Brief: Print out each record below, unaltered and complete, without its images.

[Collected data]
::::::::
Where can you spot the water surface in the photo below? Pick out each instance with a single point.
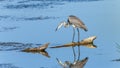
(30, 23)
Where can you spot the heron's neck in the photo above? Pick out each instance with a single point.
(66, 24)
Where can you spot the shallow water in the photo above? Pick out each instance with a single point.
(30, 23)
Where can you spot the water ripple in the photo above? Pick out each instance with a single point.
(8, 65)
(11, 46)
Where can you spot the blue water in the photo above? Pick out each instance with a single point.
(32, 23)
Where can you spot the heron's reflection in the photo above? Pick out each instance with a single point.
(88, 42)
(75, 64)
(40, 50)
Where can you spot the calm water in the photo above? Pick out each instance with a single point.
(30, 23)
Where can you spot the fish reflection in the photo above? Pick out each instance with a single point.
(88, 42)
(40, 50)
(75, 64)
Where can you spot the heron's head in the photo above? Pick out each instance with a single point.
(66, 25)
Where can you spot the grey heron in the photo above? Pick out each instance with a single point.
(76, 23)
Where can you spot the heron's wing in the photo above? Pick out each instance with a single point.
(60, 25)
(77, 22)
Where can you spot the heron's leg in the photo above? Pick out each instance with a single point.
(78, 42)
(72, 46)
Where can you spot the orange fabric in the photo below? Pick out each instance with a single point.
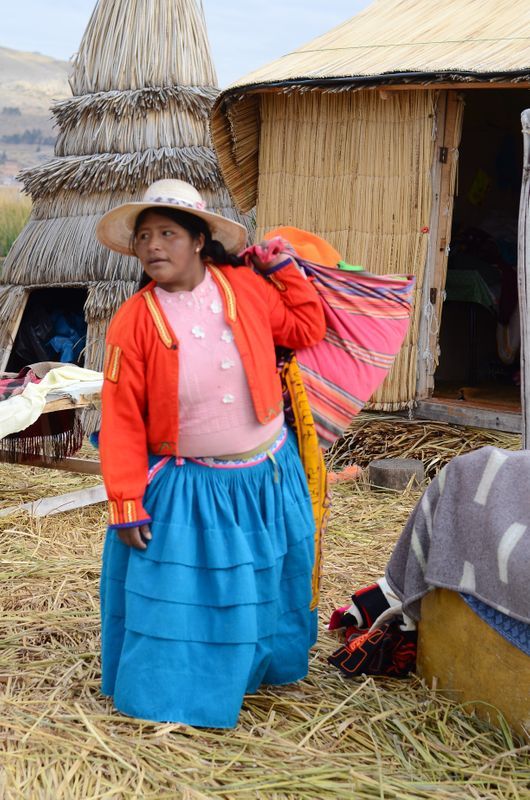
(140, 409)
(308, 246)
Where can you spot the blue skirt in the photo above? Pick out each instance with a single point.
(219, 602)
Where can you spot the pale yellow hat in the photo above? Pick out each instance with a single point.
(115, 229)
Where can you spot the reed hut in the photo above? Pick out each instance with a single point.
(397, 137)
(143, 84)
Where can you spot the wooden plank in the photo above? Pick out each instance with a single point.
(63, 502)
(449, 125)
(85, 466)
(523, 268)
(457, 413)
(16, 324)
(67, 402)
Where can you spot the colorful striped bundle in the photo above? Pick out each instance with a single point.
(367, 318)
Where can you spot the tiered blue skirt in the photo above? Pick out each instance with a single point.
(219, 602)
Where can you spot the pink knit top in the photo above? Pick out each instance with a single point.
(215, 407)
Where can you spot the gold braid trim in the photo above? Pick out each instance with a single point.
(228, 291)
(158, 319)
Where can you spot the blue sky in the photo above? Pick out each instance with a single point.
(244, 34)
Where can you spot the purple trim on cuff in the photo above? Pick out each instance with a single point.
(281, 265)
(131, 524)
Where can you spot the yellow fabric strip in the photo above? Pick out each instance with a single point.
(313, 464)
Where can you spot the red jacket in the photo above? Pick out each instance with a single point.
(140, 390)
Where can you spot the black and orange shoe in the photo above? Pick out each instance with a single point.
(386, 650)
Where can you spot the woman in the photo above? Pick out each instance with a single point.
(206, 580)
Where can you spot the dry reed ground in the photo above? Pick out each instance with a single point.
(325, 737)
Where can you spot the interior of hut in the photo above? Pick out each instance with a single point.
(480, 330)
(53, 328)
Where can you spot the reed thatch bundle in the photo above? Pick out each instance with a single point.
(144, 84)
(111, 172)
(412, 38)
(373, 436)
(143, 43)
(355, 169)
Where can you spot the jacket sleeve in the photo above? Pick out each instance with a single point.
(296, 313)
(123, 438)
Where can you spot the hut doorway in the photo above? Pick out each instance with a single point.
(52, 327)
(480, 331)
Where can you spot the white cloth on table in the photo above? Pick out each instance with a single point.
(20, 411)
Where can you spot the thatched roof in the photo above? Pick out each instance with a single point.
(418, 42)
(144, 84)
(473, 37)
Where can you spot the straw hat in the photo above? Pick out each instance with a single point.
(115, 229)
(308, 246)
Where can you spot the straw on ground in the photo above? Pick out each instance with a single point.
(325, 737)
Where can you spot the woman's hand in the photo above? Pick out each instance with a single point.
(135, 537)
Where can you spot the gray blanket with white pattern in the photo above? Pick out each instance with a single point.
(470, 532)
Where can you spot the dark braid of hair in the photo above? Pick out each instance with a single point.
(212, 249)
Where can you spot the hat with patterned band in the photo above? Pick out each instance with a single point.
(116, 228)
::::::::
Solution for this task:
Where can you spot the water surface in the photo below? Pick out each instance with a single point.
(30, 23)
Where can you spot the heron's neck in the photo above? Pick out each instance with a single point.
(66, 24)
Where can you spot the shallow water in the photo above? Pick out each instance with a single point.
(30, 23)
Where can you spot the water ripple in the photo above? Pick out each instance with a single point.
(8, 65)
(11, 46)
Where can you spot the blue water in the photo above? Pick out each instance with a single point.
(32, 23)
Where can you spot the heron's reflection in the photo above? Pick out each instance with a single point.
(88, 42)
(75, 64)
(40, 50)
Where can you spot the calm water in the photo above? Pick out each instance with a single point.
(30, 23)
Where can you spot the fish reflection in the photo above? Pick out each instance with a single point.
(88, 42)
(40, 50)
(75, 64)
Where can you spot the heron's head in the photo above? Pick out each instance with a single point.
(66, 25)
Where can you spot the grey heron in the photo above? Pick out each instance with a single point.
(76, 23)
Where can you spot the heron's wing in the photo above? Pick out each instance with a single point.
(60, 25)
(77, 22)
Where can you spot the heron's leg in the photo above? Pick out each instance with a single point.
(78, 42)
(72, 46)
Where can you spot the orange fabric in the photo below? Pick out each instance with a single point.
(140, 409)
(308, 246)
Where can you spot the blue skirt in the photo above? Pick out each instance with a single point.
(219, 602)
Where can you spot the pale yellow hat in the photo above? Pick out each instance with a single point.
(115, 229)
Where can you spot the reed hut in the photo above? Pick out each instance with a single point.
(397, 137)
(143, 84)
Where can you spot the wooden plank in the photo above? Pick out each instance with a single point.
(63, 502)
(449, 125)
(85, 466)
(523, 268)
(457, 413)
(16, 324)
(67, 402)
Where can you spot the colorful striped bundle in the photo above? Pick out each instance with a single point.
(367, 318)
Where can you spot the tiered blue skirt in the photo above? Pick out each instance with a single point.
(219, 602)
Where can you spot the pink knit top in the photo above? Pick out each instance with a single point.
(215, 407)
Where can you spot the gold braid trim in the photo above? Pick out each instance with a single point.
(228, 291)
(158, 319)
Where can you spot the blue sky in the photo above? Pick out each instance with a single point.
(244, 34)
Where can you spot the purple trim on cuff in the photo above? Pick out each instance with a single point.
(281, 265)
(131, 524)
Where can you spot the yellow fabric strip in the photo above? Pick out each instance with a single point.
(313, 464)
Where can you spot the red jacket in the photo above? Pick out each instance with a single point.
(140, 390)
Where can you spot the black and orange shoe in the photo above? Pick out each instance with a single point.
(386, 650)
Where can you spot the woman in the photo above? Pick out each instance with a single point.
(206, 580)
Where can you spot the dry reed ground in the photo above? Pick out each instance with a single point.
(325, 737)
Where can you spot the interior of hut in the photo above? Pick out each instance with a single point.
(480, 330)
(53, 328)
Where can you spot the reed thatch bundle in the photo above? Pick out each instance with a single point.
(144, 84)
(111, 172)
(412, 38)
(373, 436)
(143, 43)
(355, 169)
Where can you spot the jacket sleeve in the photo above? Pick out each instance with a single point.
(296, 313)
(123, 438)
Where can you spot the hut doorway in the photo above? Pick out each instance with a single point.
(52, 327)
(480, 331)
Where can you spot the white cloth on table in the photo above? Pick out each instance with a single point.
(20, 411)
Where can you spot the thatched roof in the photo above? Pick out each instance with a single point.
(418, 42)
(144, 84)
(473, 37)
Where can you spot the straw hat in the photo above? Pick out each instance with a single point.
(115, 229)
(308, 246)
Where can you spot the straw on ground in the photo above? Pick out each instance with a single point.
(325, 737)
Where can you spot the woman's hand in the photo above? Pick out each instance with a single point.
(135, 537)
Where can you spot the gray blanket with white pattern in the photo above? Pick out each instance with a single point.
(470, 532)
Where can you spot the dark braid of hair in the photo above? Pick out each instance with a single point.
(212, 249)
Where can you spot the hat with patterned band in the photo above? Pick out each instance with a single point.
(116, 228)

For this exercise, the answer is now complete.